▶ TESTO MOSTRATO
################

5 settembre 2015
Il Popolo del Grande Spirito
Come di
consueto, il 27 gennaio di ogni anno si celebra la “Giornata della Memoria” per
ricordare gli ebrei deportati e uccisi dal regime nazista, mentre altri e ben
più vasti genocidi sono stati rimossi completamente dalla coscienza comune
oppure, ancor peggio, giustificati in vario modo. Per vastità e modalità di
esecuzione, il più noto è senza dubbio quello dei nativi che popolavano
l’America settentrionale e che vengono normalmente chiamati Indiani o Pellerossa.
I motivi per cui tale genocidio sia passato in secondo piano, quando non del
tutto dimenticato, sono molti, ma nessuno assolutamente giustificabile. Il
massacro iniziò praticamente pochi anni dopo la scoperta del continente
americano e si concluse alle soglie della Prima Guerra Mondiale, quindi si
sviluppò lungo un periodo di tempo molto vasto e difficilmente delimitabile. Le
modalità del genocidio sono state molte, dall’eccidio vero e proprio di intere
comunità sterminate sistematicamente con le armi da eserciti regolari o da
soldataglie criminali assoldate alla bisogna per mantenere pulita l’immagine
dei governi ufficiali, alla diffusione intenzionale di malattie endemiche come
il vaiolo. A testimonianza di ciò, vale la pena di riportare le parole del
generale inglese Jeffrey Amherst nell’impartire un ordine al colonnello Bouquet
durante la rivolta di Pontiac nel 1763: “Farete bene a tentare di contaminare gli Indiani mediante coperte in cui
abbiano dormito malati di vaiolo, oppure con qualunque altro mezzo atto a sterminare
questa razza esecrabile…”. Altri metodi di genocidio furono la fame,
bruciando intenzionalmente i frutti della terra, o le deportazioni forzate
attraverso territori enormi per mezzo di estenuanti marce forzate in pessime
condizioni igieniche e climatiche.

################

Voci di dati
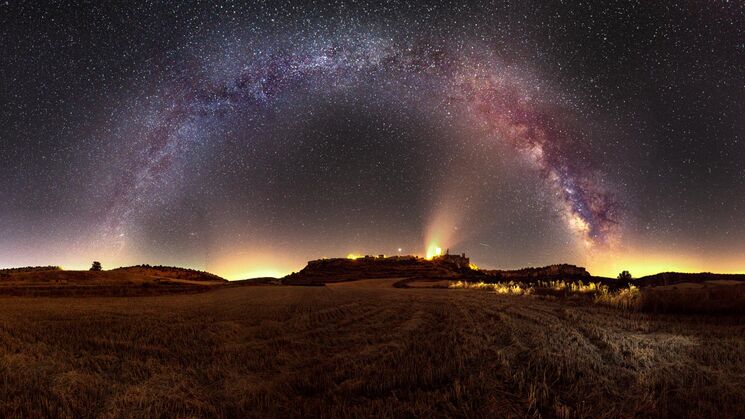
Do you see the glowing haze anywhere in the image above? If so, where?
[0,2,745,279]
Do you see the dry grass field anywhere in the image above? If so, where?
[0,280,745,418]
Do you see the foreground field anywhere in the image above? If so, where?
[0,281,745,417]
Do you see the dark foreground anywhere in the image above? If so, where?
[0,280,745,417]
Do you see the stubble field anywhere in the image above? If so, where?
[0,280,745,417]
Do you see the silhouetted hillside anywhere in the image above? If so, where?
[112,265,227,282]
[282,256,482,285]
[631,272,745,287]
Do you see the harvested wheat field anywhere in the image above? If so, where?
[0,281,745,417]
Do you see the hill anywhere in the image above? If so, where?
[282,256,483,285]
[112,265,227,282]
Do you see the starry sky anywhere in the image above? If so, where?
[0,0,745,279]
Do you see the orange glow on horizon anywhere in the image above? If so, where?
[587,249,745,278]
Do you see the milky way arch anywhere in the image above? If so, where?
[105,33,618,251]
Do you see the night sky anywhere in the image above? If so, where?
[0,0,745,279]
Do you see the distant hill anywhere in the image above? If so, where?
[483,263,592,282]
[631,272,745,287]
[0,266,227,297]
[282,256,483,285]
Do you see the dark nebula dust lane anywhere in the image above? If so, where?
[106,28,621,253]
[0,1,745,278]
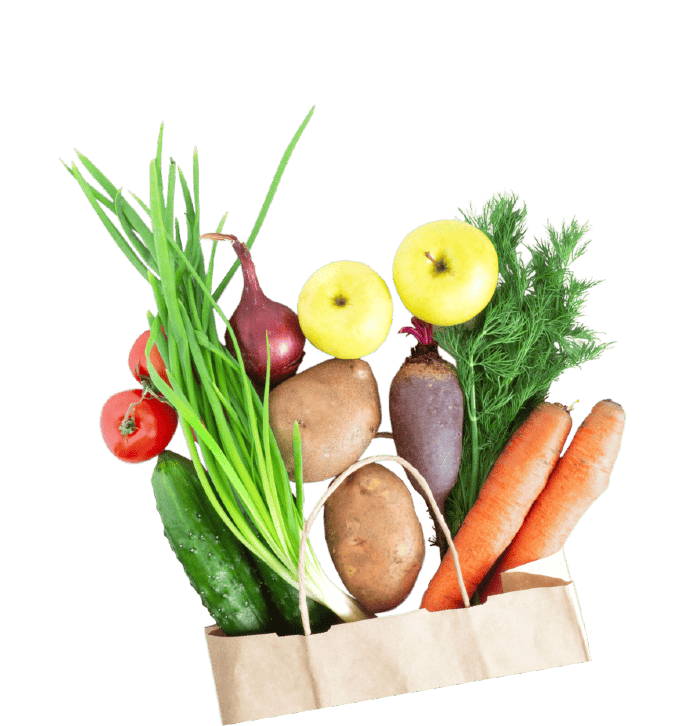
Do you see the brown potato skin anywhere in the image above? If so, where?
[269,358,383,483]
[324,464,426,615]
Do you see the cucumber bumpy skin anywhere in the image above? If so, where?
[151,450,274,636]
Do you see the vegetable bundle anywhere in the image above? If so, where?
[64,108,365,621]
[64,109,625,634]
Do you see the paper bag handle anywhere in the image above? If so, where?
[298,454,470,635]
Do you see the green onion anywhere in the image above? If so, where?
[62,107,366,621]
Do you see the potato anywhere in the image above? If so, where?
[269,358,383,483]
[324,463,426,615]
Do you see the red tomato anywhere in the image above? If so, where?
[99,388,179,464]
[128,330,169,383]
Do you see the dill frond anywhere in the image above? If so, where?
[434,190,614,534]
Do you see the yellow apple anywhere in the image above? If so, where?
[296,260,394,359]
[393,219,498,325]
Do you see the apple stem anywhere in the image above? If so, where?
[425,252,447,272]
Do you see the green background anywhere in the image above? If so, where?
[1,2,675,726]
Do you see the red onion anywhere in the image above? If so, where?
[225,235,306,388]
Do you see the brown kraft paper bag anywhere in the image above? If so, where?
[205,456,590,724]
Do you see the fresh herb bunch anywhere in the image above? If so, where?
[64,107,366,620]
[434,190,614,535]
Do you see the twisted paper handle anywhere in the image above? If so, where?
[298,454,470,635]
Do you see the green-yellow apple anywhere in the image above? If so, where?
[393,219,498,325]
[296,260,394,359]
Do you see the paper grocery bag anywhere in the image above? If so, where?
[205,457,590,724]
[205,552,590,724]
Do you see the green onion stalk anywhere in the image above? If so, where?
[62,107,367,621]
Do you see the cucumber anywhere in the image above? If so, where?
[151,451,274,636]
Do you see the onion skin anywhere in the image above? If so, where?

################

▶ ESERCIZI DA SVOLGERE
1. Ricopia fedelmente il passo del testo sui nativi nordamericani che va da "5 settembre 2015" a "Indiani o Pellerossa.".
2. Rispondi a queste domande sul testo sui nativi nordamericani.
(a) In quale giorno si celebra ogni anno la Giornata della Memoria?
(b) Quale generale inglese diede un ordine al colonnello Bouquet?
(c) In quale anno si svolse la rivolta di Pontiac?
3. Prosegui il testo sui nativi nordamericani a partire dal punto in cui si interrompe.

▶ RISPOSTE IN ORDINE
1.
5 settembre 2015
Il Popolo del Grande Spirito
Come di
consueto, il 27 gennaio di ogni anno si celebra la “Giornata della Memoria” per
ricordare gli ebrei deportati e uccisi dal regime nazista, mentre altri e ben
più vasti genocidi sono stati rimossi completamente dalla coscienza comune
oppure, ancor peggio, giustificati in vario modo. Per vastità e modalità di
esecuzione, il più noto è senza dubbio quello dei nativi che popolavano
l’America settentrionale e che vengono normalmente chiamati Indiani o Pellerossa.

2.
(a) Il 27 gennaio.
(b) Jeffrey Amherst.
(c) Nel 1763.

3.
Moltissimi
furono poi gli Indiani che perirono nelle guerre tra le varie potenze europee
che occupavano il suolo americano (Spagna, Inghilterra, Francia) e
successivamente durante la guerra d’indipendenza delle colonie americane. In
questi casi, gli Indiani che scelsero di servire dalla parte della causa poi
rivelatasi perdente (e purtroppo la maggioranza fece questa scelta prima con i
francesi e poi con le forze lealiste all’Impero britannico) andarono incontro a
durissime conseguenze. I coloni di origine europea non perdevano nessuna
occasione di provocare gli Indiani, spingendoli a commettere azioni violente,
attirandoli in risse, violando i loro territori di caccia, abbattendo in massa
i bisonti, vendendo loro alcool. I popoli indigeni di queste terre avevano una
lunghissima tradizione guerriera e una psicologia molto semplice, per cui un
torto fatto ad un membro di una tribù equivaleva per loro ad un atto di guerra,
scatenando la reazione indiana verso il “nemico bianco”, e in questi casi
vittime di tale reazione erano anche molti innocenti. Del resto queste reazioni
violente verso i coloni si dimostrarono ben più perniciose verso gli Indiani
che non verso i coloni stessi, i quali venivano aizzati volutamente da pochi
interessati alla vendetta e alla rappresaglia contro i “selvaggi”, rei
di terribili colpe, deumanizzati e dipinti agli occhi dell’opinione comune come
belve feroci da abbattere ad ogni costo. Un altro pretesto che veniva usato
contro gli Indiani era l’accusarli di “insensato
tradizionalismo”, ossia la loro legittima ostilità a sottomettersi ad
usi e costumi che non gli appartenevano e il rivendicare diritti (se di
rivendicazione si può parlare, perché chi da secoli vive in un determinato
territorio ed esercita la sua sovranità su di esso, lo può ben considerare la
propria Patria) su enormi porzioni di territorio, che i coloni non potevano
sfruttare. Evidentemente la violazione della sovranità nazionale degli altri
Paesi e la pretesa superiorità di uno stile di vita rispetto ad altri giudicati
selvaggi e l’intervento violento per imporre quello stile di vita è una
tradizione ben radicata nella cultura statunitense che perdura ancora oggi.
A tutto
questo si aggiungeva poi l’idea che la storia umana è fatta di scontri di
civiltà, e quindi una società più evoluta e più potente ha il legittimo diritto
di sottomettere con ogni mezzo, civiltà e culture più deboli e arretrate:
quindi gli Indiani, ritenuti inferiori e refrattari alla modernizzazione
anglosassone, non avevano alcun diritto ad ostacolare lo sviluppo del futuro
stato americano. Ironia della sorte, gli Stati Uniti sono quelli che si
ergeranno a giudici durante il "Processo di Norimberga"...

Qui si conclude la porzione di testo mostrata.